┌─ EXTRACT TO READ
Every super-manifold is locally isomorphic to a super-domain.
If $ E $ is a vector bundle over $ M $, then the sheaf of sections $ L _ {\Lambda E } $ of the bundle $ \Lambda E $ defines the structure of a super-manifold on $ M $. Every differentiable super-manifold is isomorphic to a super-manifold of the form $ ( M, L _ {\Lambda E } ) $; in the complex analytic case this is not true. At the same time there are more morphisms in the category of super-manifolds than in the category of vector bundles.
A super-manifold $ {\mathcal M} $ can be defined by a functor $ \underline {\mathcal M} $ from the category of commutative superalgebras into the category of sets; this functor assigns to the superalgebra $ C $ the set $ {\mathcal M} ( C) = \mathop{\rm Mor} ( \mathop{\rm Spec} C, {\mathcal M} ) $, where $ \mathop{\rm Spec} C $ is the set of prime ideals in $ C $, endowed with the natural sheaf of superalgebras (see Representable functor).
The basic concepts of analysis on differentiable manifolds are also applied to super-manifolds.
The concept of a super-manifold also arose in theoretical physics; it enables one to join particles with Bose–Einstein statistics and Fermi–Dirac statistics into single multiplets, and also enables one to join the internal and dynamic symmetries of gauge theories in a single super-group.
└─
┌─ EXTRACTED MATERIAL
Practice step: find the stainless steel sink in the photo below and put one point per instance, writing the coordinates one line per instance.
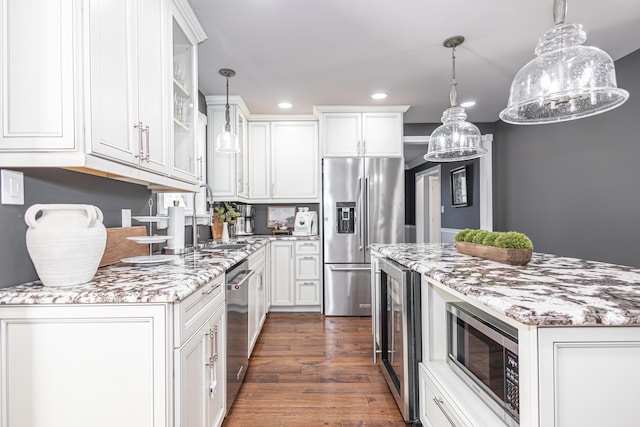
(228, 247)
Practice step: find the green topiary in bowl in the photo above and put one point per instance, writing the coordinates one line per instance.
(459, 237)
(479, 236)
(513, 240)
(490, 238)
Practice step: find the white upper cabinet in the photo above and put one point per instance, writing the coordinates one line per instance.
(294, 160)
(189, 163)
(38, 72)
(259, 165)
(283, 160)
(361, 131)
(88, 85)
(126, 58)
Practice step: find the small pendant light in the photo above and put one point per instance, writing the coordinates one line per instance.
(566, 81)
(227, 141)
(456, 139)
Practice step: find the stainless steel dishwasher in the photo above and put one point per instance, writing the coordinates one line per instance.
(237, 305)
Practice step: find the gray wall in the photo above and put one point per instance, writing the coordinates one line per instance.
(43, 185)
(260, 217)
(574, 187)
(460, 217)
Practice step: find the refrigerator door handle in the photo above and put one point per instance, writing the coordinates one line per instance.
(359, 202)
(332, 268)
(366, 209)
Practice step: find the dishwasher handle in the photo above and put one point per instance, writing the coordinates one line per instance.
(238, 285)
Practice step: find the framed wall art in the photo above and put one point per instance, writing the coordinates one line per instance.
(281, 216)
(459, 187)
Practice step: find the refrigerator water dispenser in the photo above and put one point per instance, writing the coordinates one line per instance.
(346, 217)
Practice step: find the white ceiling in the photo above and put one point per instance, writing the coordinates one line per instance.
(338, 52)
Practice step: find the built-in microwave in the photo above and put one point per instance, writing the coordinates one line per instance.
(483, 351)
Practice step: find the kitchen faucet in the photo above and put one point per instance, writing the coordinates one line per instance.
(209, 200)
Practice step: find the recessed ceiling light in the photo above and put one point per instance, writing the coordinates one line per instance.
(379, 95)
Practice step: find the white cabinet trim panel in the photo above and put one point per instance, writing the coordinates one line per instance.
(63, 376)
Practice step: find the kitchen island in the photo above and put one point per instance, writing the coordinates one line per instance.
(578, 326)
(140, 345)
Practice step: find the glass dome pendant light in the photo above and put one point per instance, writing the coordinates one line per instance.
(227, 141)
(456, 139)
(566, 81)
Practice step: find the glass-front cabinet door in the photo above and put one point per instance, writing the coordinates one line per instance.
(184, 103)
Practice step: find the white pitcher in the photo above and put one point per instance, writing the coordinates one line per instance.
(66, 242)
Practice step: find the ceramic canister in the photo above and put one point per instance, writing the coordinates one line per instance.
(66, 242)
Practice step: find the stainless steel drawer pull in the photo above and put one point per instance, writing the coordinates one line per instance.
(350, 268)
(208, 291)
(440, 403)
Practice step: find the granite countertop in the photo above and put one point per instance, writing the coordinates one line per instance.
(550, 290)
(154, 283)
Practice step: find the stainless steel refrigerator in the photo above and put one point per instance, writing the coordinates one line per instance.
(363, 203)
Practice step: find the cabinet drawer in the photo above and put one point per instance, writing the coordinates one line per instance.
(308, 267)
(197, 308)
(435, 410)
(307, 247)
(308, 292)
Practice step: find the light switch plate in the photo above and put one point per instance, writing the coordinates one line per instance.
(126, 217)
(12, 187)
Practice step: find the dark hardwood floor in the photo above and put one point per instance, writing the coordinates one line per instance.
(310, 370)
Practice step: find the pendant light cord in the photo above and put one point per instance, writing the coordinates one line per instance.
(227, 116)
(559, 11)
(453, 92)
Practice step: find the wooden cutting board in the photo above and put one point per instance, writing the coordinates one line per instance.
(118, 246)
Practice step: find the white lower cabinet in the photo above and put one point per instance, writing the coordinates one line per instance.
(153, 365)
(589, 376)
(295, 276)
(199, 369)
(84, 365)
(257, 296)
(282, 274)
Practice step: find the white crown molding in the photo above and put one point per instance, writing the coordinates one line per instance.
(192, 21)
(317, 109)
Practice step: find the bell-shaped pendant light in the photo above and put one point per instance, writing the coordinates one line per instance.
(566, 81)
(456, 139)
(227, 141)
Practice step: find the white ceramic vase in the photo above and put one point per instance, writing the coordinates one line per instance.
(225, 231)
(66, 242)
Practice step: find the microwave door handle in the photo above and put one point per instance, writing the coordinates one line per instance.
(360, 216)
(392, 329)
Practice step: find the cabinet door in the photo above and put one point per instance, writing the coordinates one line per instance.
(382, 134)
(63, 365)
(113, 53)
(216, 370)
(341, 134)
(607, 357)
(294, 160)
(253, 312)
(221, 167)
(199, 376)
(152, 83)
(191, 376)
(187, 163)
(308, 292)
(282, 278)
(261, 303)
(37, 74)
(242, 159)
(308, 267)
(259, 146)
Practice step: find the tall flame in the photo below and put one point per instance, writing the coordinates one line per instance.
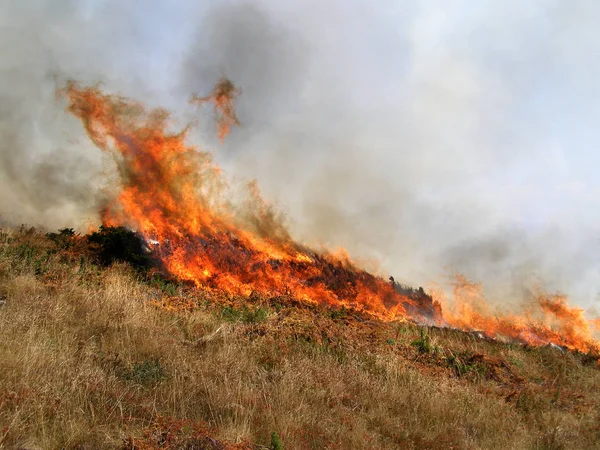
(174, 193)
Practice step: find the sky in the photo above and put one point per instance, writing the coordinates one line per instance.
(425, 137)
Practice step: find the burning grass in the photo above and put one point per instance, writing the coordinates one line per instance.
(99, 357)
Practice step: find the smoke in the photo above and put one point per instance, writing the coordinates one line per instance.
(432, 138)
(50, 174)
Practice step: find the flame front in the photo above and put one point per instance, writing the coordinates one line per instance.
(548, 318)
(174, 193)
└─
▶ _TASKS TO CARRY OUT_:
1 > Answer these from the super-manifold text:
(a) In which case is a super-manifold not necessarily isomorphic to one built from the sheaf of sections of the bundle ΛE?
(b) What set is Spec C?
(c) Which two kinds of particle statistics does the super-manifold concept let one join into single multiplets?
2 > Could you pick up the super-manifold text after its final sentence and carry it on?

▶ _TASK ANSWERS_:
1 >
(a) The complex analytic case.
(b) The set of prime ideals in C, endowed with the natural sheaf of superalgebras.
(c) Bose–Einstein statistics and Fermi–Dirac statistics.

2 >
References
[1] | F.A. Berezin, "Introduction to superanalysis" , Reidel (1987) (Translated from Russian) |
[2] | D.A. Leites (ed.) , Seminar on supermanifolds , Kluwer (1990) |
Comments
As noted above, part of the motivation for the study of super-manifolds comes from theoretical physics, in particular supersymmetry and supergravity, [a4]. Not all authors agree that the definitions given above are the best for these purposes, cf. [a2], [a3]. "Desirability axioms" for a "well-behaved" category of super-manifolds are discussed in [a1]. Some definitions of super-manifolds satisfy these axioms, for instance the one above, and some others do not.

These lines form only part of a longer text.